__EXERCISE REQUIREMENTS__: Copy the records below word for word, starting at the line that contains "the woman with" and ending with the final line of the records.

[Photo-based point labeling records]
=======
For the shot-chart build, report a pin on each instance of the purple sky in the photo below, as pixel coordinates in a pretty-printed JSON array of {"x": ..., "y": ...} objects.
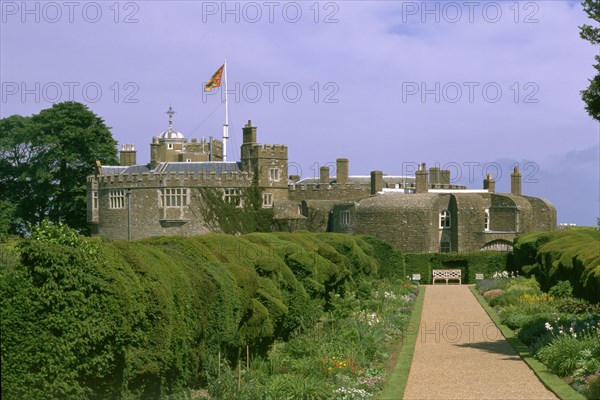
[{"x": 472, "y": 86}]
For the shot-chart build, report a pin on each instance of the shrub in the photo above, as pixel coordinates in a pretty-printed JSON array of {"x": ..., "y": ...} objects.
[
  {"x": 506, "y": 298},
  {"x": 592, "y": 389},
  {"x": 573, "y": 306},
  {"x": 561, "y": 289},
  {"x": 521, "y": 283},
  {"x": 566, "y": 255},
  {"x": 492, "y": 293},
  {"x": 534, "y": 329}
]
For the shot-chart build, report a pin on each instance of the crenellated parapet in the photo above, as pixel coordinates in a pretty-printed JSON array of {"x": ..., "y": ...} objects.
[
  {"x": 183, "y": 179},
  {"x": 270, "y": 151}
]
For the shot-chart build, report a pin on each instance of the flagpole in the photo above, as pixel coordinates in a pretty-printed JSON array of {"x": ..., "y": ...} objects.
[{"x": 226, "y": 125}]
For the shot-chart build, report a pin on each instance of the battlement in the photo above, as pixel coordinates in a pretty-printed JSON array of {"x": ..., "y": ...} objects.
[
  {"x": 270, "y": 151},
  {"x": 184, "y": 179}
]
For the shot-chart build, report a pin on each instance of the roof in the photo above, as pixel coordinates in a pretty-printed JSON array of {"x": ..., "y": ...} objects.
[
  {"x": 174, "y": 167},
  {"x": 360, "y": 180},
  {"x": 196, "y": 167},
  {"x": 171, "y": 134}
]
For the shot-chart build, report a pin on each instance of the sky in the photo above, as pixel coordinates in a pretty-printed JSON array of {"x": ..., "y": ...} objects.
[{"x": 470, "y": 86}]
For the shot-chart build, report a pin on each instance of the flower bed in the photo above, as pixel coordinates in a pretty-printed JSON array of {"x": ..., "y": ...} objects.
[
  {"x": 561, "y": 331},
  {"x": 342, "y": 357}
]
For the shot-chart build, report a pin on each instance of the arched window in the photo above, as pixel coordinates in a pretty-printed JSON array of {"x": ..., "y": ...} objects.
[
  {"x": 487, "y": 219},
  {"x": 445, "y": 222}
]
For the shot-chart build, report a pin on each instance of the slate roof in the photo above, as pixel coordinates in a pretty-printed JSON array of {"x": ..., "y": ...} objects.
[
  {"x": 197, "y": 167},
  {"x": 174, "y": 167},
  {"x": 361, "y": 180}
]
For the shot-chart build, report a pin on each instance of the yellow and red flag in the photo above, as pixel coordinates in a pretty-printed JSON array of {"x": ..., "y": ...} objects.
[{"x": 215, "y": 81}]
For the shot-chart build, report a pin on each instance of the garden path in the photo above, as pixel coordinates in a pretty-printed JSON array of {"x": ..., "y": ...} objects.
[{"x": 460, "y": 354}]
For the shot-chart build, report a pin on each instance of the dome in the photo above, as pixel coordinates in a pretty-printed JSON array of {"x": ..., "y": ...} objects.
[{"x": 171, "y": 134}]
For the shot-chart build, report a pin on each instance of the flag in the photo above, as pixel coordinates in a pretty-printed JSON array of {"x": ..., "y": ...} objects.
[{"x": 215, "y": 81}]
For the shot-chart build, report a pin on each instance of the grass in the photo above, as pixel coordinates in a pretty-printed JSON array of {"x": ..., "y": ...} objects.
[
  {"x": 550, "y": 380},
  {"x": 396, "y": 383}
]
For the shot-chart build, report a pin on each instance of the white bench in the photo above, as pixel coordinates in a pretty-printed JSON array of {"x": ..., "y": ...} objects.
[{"x": 446, "y": 275}]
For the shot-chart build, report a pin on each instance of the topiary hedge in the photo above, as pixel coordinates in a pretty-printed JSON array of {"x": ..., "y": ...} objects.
[
  {"x": 97, "y": 319},
  {"x": 572, "y": 255}
]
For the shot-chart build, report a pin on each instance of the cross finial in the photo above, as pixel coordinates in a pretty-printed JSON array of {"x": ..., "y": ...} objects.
[{"x": 170, "y": 112}]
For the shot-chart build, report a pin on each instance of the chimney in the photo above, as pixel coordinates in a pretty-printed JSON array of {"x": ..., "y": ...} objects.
[
  {"x": 489, "y": 183},
  {"x": 324, "y": 175},
  {"x": 376, "y": 182},
  {"x": 342, "y": 171},
  {"x": 421, "y": 179},
  {"x": 515, "y": 182},
  {"x": 249, "y": 133},
  {"x": 127, "y": 155},
  {"x": 445, "y": 176}
]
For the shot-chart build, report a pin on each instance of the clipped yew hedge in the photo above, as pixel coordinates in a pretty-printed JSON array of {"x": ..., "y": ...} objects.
[
  {"x": 99, "y": 319},
  {"x": 571, "y": 255}
]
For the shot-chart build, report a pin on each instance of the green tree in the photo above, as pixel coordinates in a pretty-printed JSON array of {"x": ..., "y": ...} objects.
[
  {"x": 591, "y": 95},
  {"x": 45, "y": 159}
]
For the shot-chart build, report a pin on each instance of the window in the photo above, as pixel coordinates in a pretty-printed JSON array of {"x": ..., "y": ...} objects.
[
  {"x": 445, "y": 247},
  {"x": 173, "y": 198},
  {"x": 116, "y": 199},
  {"x": 274, "y": 174},
  {"x": 487, "y": 219},
  {"x": 445, "y": 222},
  {"x": 345, "y": 217},
  {"x": 233, "y": 196},
  {"x": 267, "y": 200}
]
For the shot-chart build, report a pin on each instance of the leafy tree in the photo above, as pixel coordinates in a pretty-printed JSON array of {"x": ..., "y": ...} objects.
[
  {"x": 591, "y": 95},
  {"x": 45, "y": 159}
]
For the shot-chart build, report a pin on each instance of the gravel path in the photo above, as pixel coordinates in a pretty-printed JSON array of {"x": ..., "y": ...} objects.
[{"x": 460, "y": 354}]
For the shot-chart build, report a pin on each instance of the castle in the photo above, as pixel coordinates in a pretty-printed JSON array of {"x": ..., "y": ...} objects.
[{"x": 420, "y": 213}]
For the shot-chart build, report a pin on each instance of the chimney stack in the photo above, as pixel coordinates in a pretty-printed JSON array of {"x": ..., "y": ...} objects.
[
  {"x": 249, "y": 133},
  {"x": 421, "y": 178},
  {"x": 324, "y": 175},
  {"x": 489, "y": 183},
  {"x": 341, "y": 173},
  {"x": 515, "y": 182}
]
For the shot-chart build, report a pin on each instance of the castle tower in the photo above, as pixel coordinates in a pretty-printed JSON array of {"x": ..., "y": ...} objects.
[
  {"x": 515, "y": 182},
  {"x": 127, "y": 155},
  {"x": 422, "y": 179},
  {"x": 268, "y": 164},
  {"x": 376, "y": 182}
]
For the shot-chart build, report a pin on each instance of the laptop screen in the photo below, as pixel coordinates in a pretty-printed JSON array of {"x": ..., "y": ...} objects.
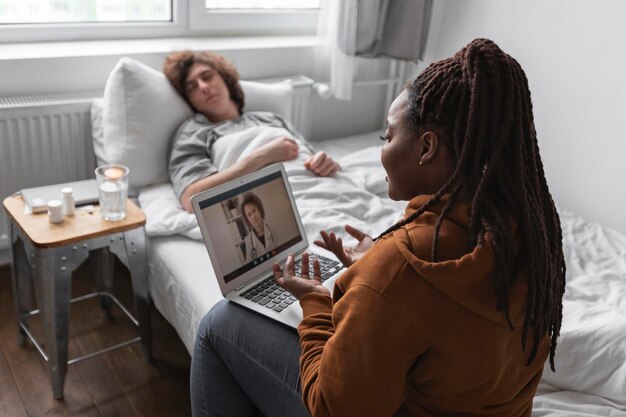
[{"x": 249, "y": 224}]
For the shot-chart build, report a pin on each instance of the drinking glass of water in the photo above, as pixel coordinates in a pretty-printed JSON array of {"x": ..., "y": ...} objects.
[{"x": 112, "y": 191}]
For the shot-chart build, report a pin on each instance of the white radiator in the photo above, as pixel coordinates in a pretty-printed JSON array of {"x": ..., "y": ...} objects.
[{"x": 44, "y": 139}]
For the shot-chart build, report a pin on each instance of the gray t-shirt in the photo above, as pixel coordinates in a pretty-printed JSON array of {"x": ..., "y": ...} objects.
[{"x": 190, "y": 157}]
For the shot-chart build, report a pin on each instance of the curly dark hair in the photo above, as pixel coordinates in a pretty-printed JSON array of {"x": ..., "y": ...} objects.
[
  {"x": 481, "y": 100},
  {"x": 251, "y": 198},
  {"x": 177, "y": 65}
]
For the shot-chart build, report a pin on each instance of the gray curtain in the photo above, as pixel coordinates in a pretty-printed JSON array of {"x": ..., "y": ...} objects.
[{"x": 393, "y": 28}]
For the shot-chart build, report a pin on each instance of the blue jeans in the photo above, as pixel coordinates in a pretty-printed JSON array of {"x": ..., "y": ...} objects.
[{"x": 244, "y": 364}]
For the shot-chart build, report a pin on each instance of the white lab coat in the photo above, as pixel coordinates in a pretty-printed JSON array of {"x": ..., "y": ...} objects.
[{"x": 254, "y": 247}]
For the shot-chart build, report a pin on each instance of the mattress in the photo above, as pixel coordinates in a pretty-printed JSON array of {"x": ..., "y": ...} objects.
[{"x": 591, "y": 353}]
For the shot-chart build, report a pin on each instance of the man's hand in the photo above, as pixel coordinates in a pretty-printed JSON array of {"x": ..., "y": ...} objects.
[
  {"x": 280, "y": 149},
  {"x": 322, "y": 164},
  {"x": 347, "y": 255},
  {"x": 299, "y": 286}
]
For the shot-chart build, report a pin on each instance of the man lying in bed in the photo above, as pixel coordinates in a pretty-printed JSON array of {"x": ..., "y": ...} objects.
[{"x": 210, "y": 85}]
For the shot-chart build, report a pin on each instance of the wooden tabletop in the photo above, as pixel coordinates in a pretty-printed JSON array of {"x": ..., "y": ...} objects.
[{"x": 83, "y": 225}]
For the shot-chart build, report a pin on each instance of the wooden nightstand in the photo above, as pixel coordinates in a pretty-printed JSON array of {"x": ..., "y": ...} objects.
[{"x": 45, "y": 254}]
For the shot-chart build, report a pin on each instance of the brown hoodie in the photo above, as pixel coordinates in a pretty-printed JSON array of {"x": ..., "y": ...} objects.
[{"x": 406, "y": 337}]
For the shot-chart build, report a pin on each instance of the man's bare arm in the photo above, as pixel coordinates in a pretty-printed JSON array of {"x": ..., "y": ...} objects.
[{"x": 278, "y": 150}]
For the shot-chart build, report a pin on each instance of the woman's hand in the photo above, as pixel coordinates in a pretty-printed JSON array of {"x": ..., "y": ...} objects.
[
  {"x": 322, "y": 164},
  {"x": 347, "y": 255},
  {"x": 299, "y": 286}
]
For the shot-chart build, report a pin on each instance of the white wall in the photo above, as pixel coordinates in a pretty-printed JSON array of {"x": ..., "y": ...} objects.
[
  {"x": 574, "y": 55},
  {"x": 68, "y": 67}
]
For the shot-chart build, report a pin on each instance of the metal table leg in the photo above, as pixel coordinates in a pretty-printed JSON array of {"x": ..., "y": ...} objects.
[
  {"x": 52, "y": 281},
  {"x": 21, "y": 280},
  {"x": 135, "y": 244}
]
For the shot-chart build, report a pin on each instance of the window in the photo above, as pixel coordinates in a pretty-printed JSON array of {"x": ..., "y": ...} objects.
[
  {"x": 84, "y": 11},
  {"x": 255, "y": 16},
  {"x": 262, "y": 4},
  {"x": 58, "y": 20}
]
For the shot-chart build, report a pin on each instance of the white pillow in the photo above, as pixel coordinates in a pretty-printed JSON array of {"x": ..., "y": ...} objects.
[
  {"x": 140, "y": 115},
  {"x": 142, "y": 111},
  {"x": 276, "y": 97}
]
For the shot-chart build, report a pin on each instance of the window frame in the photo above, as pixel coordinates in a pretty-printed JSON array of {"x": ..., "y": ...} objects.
[{"x": 189, "y": 19}]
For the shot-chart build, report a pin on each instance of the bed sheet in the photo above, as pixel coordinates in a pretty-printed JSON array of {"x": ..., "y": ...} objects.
[
  {"x": 591, "y": 353},
  {"x": 182, "y": 282}
]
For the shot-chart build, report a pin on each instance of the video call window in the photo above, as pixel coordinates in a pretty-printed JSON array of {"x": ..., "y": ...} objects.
[{"x": 250, "y": 225}]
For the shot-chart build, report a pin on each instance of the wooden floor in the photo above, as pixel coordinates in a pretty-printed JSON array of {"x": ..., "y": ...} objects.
[{"x": 117, "y": 383}]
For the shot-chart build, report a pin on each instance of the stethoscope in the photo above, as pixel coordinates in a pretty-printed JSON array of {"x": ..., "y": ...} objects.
[{"x": 253, "y": 252}]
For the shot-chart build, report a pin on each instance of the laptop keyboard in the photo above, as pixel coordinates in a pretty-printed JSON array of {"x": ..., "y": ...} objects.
[{"x": 270, "y": 295}]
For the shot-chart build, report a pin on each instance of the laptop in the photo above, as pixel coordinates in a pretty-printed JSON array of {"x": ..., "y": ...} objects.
[
  {"x": 245, "y": 275},
  {"x": 84, "y": 192}
]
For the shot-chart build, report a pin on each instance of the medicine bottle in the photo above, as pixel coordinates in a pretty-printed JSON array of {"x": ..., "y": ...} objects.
[{"x": 68, "y": 201}]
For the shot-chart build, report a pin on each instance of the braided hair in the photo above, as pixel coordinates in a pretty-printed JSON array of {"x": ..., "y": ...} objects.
[{"x": 480, "y": 99}]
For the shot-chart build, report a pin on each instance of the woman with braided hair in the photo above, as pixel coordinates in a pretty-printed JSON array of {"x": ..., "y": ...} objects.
[{"x": 454, "y": 309}]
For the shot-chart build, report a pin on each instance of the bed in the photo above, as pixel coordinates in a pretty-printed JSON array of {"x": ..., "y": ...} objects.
=======
__FINISHED TASK__:
For the shot-chart build, report a pin on each instance of the woman with braided hair in the photo above, as pixel coordinates in a pretty-printed JSON array of {"x": ..., "y": ...} objects.
[{"x": 454, "y": 309}]
For the shot-chart build, report a pin on each instance of the bed in the photo above, as pixel coordinates in a pretty-printed JSON array of {"x": ..., "y": ...} objects.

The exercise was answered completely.